Capítulo 2 – O essencial: China, superpotência inovadora
A China tornou-se a líder mundial em número de unicórnios (empresas com mais de 1 bilhão de dólares de valuation), um total de 202, seguida pelos Estados Unidos. Esse numero é subjetivo, pois as empresas são privadas. Esses unicórnios chineses estão bem capitalizados e se movem em velocidade de Jedi – especialmente se comparados com as corporações da velha economia.
É impressionante a velocidade com que nascem unicórnios na China. O país criou um novo unicórnio a cada 3,8 dias em 2018. A diferença dos unicórnios chineses é seu acesso quase que exclusivo a um mercado gigantesco, não maduro e em rápida evolução. A maioria dos unicórnios chineses são visíveis na China, mas não são muito entendidos fora dela.
Por mais de duas décadas, os Estados Unidos, liderados por caucasianos do Vale do Silício, reinaram sozinhos no topo dos maiores investidores em startups de tecnologia. Essa liderança em inovação foi um dos pilares vitais para o poder e a dominância norte-americana. Recentemente, chegou um rival de olho puxado ameaçando a posição de líder.
Seguem dados provando o duopólio: em 2017, mais de 75% de todo o capital no mundo investido por VCs em startups veio de duas fontes (Estados Unidos e China). Impressiona notar que, em 2014, o VC da China representava 15% de todo o capital investido por VCs em startups em todo o planeta. Três anos depois, em 2017, já representava 31,5%.
Esses fundos de investimentos apoiados pelo Estado atuam como capital de risco ou fundos de fundos. O governo entra como sócio minoritário, tentando ser dono de até 30% no máximo, e deixa na mão de empreendedores do setor privado o difícil desenvolvimento de áreas, como inteligência artificial, robótica, internet das coisas (IoT na sigla em inglês), entre outras. Esses fundos buscam retornos, e a saída mais comum para eles é ou a startup ser adquirida por empresa maior, ou fazer seu IPO, ou seja, abrir o capital na bolsa de valores.
Na primeira metade de 2018, as startups situadas na China levantaram mais dinheiro do que as startups nos Estados Unidos: US$ 56 bi versus US$ 42 bi. A velocidade desse crescimento é surpreendente: em 2010, apenas US$ 4,6 bi haviam sido investidos em startups na China por VCs.
Em 2017, o valor cresceu catorze vezes, atingindo US$ 64 bi.

DADOS EXIBIDOS.
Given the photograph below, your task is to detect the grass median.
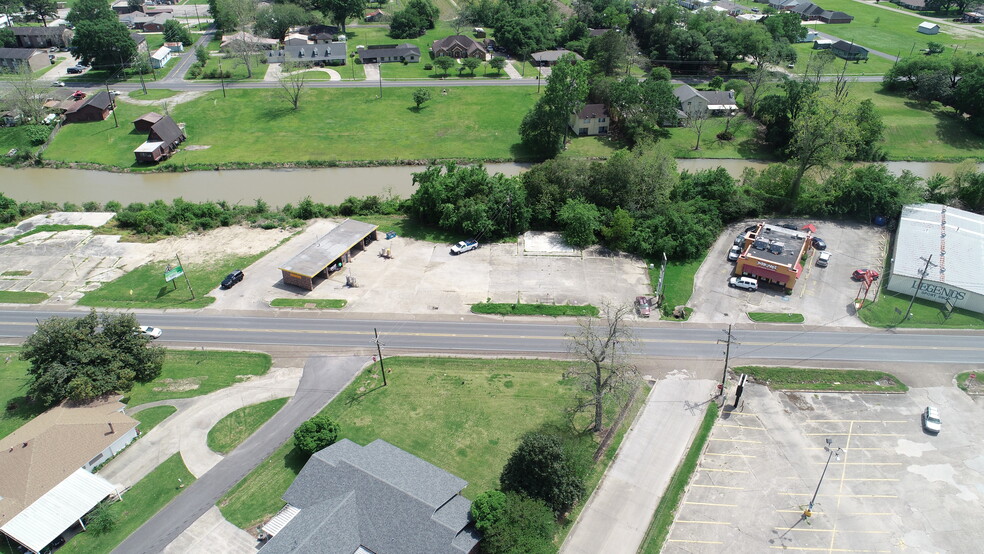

SUAS TAREFAS.
a. Transforme em uma lista o parágrafo do trecho sobre a China que começa com "Seguem dados provando o duopólio", mantendo seus dados principais.
b. Liste todos os valores monetários escritos com o símbolo US$ no trecho sobre a China.

RESPOSTAS ESPERADAS.
a.
- Em 2017, mais de 75% de todo o capital investido por VCs em startups no mundo veio de duas fontes: Estados Unidos e China.
- Em 2014, o VC da China representava 15% de todo o capital investido por VCs em startups no planeta.
- Em 2017, essa participação da China já era de 31,5%.

b.
- US$ 56 bi
- US$ 42 bi
- US$ 4,6 bi
- US$ 64 bi